_Source extract_

==*==

More than a Songwriter: What Jay Z Means To Hip-Hop Today

Ight so check it out. I had this real corny plan to cease the DG hiatus. Tomorrow, trap easter (Good Friday, while tempting, is not a complete analogy), Easy Breezy Beautiful Thugger Girls drops, and I was going to kick off the summer by beginning a series of posts in honor of the return hip-hop’s slick mvp. However, symbolic gestures like that must be abandoned in the presence of meaningful movement in the culture.

Jay Z, fresh off the birth of his twins and induction into the songwriter’s hall of fame, unleashed a very rare series of tweets. That sentence could’ve functioned as a legitimate, chuckle inducing onion article seriously like 4 hours ago. Anyway, Jay Z ungloved the twitta fingas to let fly with a procession of Faulkner-esque stream of consciousness tweets, thanking every artist to ever inspire him. At times the acknowledgments read like prose poetry organized in 140 character blocks.

The first one covered the predictable bases; it bigged up legends and pioneers, his peers and rap pilgrims alike. Three Stacks and Nas to Kendrick and Chance, it was a recognition of multigenerational innovators and icons.

The second one continued the theme, it shouted out some more OG’s but primarily focused on women and titans of the 21st century —Ms. Lauryn Hill, Nicki and Queen Latifa, ‘Ye, Drake and Meek (lol, let the legend rock).

==*==

_Excerpted data_
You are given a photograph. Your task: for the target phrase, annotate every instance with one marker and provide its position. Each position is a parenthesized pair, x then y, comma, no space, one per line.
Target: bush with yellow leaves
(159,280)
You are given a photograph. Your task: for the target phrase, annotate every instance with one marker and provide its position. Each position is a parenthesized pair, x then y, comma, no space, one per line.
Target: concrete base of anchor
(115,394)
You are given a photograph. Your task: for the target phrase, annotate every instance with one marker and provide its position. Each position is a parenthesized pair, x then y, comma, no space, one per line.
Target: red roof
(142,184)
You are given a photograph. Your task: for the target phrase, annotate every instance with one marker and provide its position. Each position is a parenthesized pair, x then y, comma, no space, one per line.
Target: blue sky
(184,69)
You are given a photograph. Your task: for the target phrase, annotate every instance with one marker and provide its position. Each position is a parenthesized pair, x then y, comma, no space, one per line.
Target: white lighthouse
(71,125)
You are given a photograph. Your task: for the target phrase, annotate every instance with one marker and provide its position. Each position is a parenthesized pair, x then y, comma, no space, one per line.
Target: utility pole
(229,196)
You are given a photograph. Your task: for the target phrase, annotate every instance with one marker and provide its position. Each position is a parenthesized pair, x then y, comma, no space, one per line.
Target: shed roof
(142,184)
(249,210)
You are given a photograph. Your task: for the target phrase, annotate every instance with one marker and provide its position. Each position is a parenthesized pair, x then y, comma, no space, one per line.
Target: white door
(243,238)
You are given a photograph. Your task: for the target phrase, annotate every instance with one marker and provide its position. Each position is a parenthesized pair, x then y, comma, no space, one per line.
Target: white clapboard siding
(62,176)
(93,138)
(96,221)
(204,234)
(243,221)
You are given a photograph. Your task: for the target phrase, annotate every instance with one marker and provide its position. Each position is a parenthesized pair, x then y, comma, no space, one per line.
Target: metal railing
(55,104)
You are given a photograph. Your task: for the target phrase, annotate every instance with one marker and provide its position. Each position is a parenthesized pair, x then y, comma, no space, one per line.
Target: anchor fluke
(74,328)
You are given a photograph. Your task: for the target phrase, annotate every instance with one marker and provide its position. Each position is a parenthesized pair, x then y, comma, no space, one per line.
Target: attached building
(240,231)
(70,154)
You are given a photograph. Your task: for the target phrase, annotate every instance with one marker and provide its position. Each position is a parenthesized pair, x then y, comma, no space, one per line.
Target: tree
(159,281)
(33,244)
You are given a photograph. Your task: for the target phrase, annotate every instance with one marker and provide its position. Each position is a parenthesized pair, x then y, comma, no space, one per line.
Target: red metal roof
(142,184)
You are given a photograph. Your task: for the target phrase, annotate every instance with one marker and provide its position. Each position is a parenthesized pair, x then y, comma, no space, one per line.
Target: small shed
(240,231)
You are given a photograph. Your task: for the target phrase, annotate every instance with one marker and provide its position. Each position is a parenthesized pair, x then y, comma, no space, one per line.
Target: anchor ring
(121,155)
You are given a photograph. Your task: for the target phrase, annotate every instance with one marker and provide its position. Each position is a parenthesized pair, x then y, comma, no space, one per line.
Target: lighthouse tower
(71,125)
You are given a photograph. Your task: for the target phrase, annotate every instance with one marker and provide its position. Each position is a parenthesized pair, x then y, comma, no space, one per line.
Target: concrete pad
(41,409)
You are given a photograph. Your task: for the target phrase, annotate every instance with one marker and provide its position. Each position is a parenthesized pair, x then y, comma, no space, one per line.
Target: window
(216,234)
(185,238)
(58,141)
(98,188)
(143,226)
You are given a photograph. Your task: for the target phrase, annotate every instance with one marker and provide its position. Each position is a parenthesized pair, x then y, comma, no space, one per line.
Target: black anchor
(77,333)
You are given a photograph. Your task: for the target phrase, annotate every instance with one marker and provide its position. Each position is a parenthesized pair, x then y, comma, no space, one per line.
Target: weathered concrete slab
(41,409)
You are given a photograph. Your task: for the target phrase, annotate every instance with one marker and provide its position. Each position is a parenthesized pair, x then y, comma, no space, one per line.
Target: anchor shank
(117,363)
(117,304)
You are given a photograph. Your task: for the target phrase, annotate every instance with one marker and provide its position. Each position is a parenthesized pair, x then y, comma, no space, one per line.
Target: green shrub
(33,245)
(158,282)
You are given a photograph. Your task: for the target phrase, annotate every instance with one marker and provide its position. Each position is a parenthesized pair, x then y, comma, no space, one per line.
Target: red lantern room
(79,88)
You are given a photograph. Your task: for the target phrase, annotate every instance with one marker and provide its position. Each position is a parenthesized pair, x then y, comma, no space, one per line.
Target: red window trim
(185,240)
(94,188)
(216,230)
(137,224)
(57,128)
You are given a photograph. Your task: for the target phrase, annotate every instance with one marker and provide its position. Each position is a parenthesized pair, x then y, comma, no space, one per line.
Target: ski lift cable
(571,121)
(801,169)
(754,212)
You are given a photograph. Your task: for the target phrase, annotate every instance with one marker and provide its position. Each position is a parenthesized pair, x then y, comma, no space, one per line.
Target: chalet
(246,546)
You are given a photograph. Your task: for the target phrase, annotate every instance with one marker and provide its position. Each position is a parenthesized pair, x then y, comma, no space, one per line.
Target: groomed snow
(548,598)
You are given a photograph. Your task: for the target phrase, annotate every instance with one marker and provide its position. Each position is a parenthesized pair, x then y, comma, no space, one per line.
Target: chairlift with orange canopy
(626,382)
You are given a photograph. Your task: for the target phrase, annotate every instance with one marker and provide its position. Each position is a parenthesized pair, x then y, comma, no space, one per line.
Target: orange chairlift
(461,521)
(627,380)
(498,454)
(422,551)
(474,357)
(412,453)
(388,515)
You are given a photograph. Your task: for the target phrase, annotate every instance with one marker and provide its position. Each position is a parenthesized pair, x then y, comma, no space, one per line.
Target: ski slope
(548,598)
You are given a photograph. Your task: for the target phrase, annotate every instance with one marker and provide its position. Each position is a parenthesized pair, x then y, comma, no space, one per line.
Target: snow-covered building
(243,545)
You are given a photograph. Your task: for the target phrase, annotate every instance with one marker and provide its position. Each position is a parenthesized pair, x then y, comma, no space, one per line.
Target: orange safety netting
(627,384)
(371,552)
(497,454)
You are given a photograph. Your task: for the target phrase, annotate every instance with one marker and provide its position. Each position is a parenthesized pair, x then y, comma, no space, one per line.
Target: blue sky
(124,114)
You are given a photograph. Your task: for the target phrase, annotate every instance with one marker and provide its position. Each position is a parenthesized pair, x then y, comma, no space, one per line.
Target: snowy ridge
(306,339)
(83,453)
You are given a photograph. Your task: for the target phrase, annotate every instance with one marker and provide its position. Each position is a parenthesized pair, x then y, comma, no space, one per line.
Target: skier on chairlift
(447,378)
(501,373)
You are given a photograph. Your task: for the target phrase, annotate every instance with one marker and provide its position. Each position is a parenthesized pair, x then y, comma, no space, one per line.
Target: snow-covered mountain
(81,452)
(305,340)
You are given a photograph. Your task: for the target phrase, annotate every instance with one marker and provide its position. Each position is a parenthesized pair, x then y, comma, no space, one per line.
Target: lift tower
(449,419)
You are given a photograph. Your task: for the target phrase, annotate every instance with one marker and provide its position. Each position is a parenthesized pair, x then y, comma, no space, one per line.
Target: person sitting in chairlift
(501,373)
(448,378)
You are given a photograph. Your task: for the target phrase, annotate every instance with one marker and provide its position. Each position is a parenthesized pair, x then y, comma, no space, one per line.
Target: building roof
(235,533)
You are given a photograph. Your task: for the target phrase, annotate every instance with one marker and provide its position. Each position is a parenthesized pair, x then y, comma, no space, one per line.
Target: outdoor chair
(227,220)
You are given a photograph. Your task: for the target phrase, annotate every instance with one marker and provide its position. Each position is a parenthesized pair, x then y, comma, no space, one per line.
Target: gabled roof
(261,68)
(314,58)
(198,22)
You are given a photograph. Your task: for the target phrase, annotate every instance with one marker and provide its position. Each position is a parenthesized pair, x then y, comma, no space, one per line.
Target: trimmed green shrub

==*==

_Your assignment_
Echo the Jay Z article's wording from "The first one" to "innovators and icons.". The entries have no connection to the Jay Z article.

_Answer section_
The first one covered the predictable bases; it bigged up legends and pioneers, his peers and rap pilgrims alike. Three Stacks and Nas to Kendrick and Chance, it was a recognition of multigenerational innovators and icons.